━━━ DATASET CONTENT

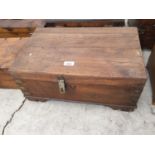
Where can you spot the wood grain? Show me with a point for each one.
(9, 49)
(19, 28)
(109, 67)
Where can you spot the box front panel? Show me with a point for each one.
(100, 93)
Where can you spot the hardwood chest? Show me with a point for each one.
(10, 28)
(94, 65)
(9, 49)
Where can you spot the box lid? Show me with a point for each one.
(101, 53)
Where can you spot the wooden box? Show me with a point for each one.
(9, 48)
(19, 28)
(94, 65)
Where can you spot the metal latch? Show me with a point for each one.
(61, 84)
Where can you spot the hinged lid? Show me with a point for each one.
(84, 53)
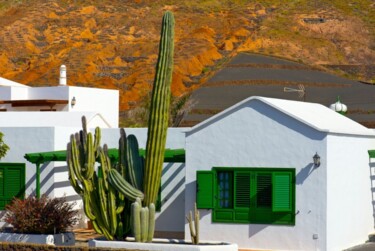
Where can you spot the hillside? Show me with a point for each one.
(113, 44)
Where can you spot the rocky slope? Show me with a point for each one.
(113, 44)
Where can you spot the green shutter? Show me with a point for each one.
(282, 192)
(2, 184)
(242, 189)
(12, 181)
(264, 190)
(205, 189)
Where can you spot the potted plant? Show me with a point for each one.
(40, 220)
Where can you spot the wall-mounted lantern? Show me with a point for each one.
(316, 159)
(339, 107)
(73, 102)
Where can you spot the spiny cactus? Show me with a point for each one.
(107, 193)
(194, 228)
(159, 111)
(103, 203)
(143, 221)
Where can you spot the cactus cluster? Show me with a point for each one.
(142, 221)
(194, 225)
(109, 190)
(104, 195)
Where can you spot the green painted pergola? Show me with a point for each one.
(170, 156)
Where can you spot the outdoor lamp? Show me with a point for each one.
(339, 107)
(73, 102)
(316, 159)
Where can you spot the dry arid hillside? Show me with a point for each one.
(113, 44)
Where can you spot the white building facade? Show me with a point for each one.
(251, 171)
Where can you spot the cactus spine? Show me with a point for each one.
(194, 228)
(159, 113)
(103, 204)
(108, 192)
(143, 221)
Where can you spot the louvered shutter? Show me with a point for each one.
(12, 182)
(205, 189)
(282, 192)
(242, 189)
(264, 190)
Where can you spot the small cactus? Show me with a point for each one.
(194, 225)
(143, 221)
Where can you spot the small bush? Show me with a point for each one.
(41, 216)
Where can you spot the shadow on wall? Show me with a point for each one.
(372, 178)
(304, 173)
(172, 216)
(52, 185)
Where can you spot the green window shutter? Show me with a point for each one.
(205, 189)
(2, 183)
(264, 190)
(12, 182)
(282, 192)
(242, 189)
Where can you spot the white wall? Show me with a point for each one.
(349, 208)
(54, 176)
(256, 135)
(103, 101)
(30, 140)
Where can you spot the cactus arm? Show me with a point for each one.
(144, 223)
(90, 158)
(112, 210)
(134, 163)
(87, 206)
(122, 186)
(196, 221)
(151, 222)
(159, 111)
(72, 178)
(136, 220)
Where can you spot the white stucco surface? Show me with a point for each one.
(102, 102)
(314, 115)
(349, 202)
(51, 119)
(257, 135)
(262, 132)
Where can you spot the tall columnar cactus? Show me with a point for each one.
(108, 192)
(194, 225)
(104, 202)
(159, 111)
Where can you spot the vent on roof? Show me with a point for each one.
(62, 75)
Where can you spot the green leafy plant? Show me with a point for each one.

━━━━━━

● **WRITTEN EXERCISE**:
Begin with the line that contains "Where can you spot the shadow" and set down each line exactly until the records above end, including the final line.

● **THE COMPLETED TASK**:
Where can you spot the shadow on wall? Show me with a point for each one.
(372, 178)
(304, 173)
(172, 216)
(52, 185)
Where can you spot the green window shutter? Show me with a point for each one.
(205, 189)
(2, 183)
(264, 190)
(12, 182)
(282, 192)
(242, 189)
Where can you spot the white wall? Show me with a point for each one.
(349, 208)
(54, 176)
(256, 135)
(103, 101)
(30, 140)
Where can you spot the cactus arm? Show me with a point for each one.
(144, 223)
(90, 158)
(112, 210)
(134, 163)
(87, 206)
(122, 186)
(196, 221)
(151, 222)
(159, 111)
(72, 178)
(136, 220)
Where can you spot the white stucco surface? Show me with a point for each one.
(102, 102)
(314, 115)
(349, 202)
(51, 119)
(257, 135)
(262, 132)
Where can you spot the tall columnar cactus? Show me with a point for each one.
(108, 192)
(194, 225)
(104, 202)
(159, 111)
Where can you spot the vent on roof? Show me with a point for each one.
(62, 75)
Where can you spot the green leafy plant? Show me with a point for each one.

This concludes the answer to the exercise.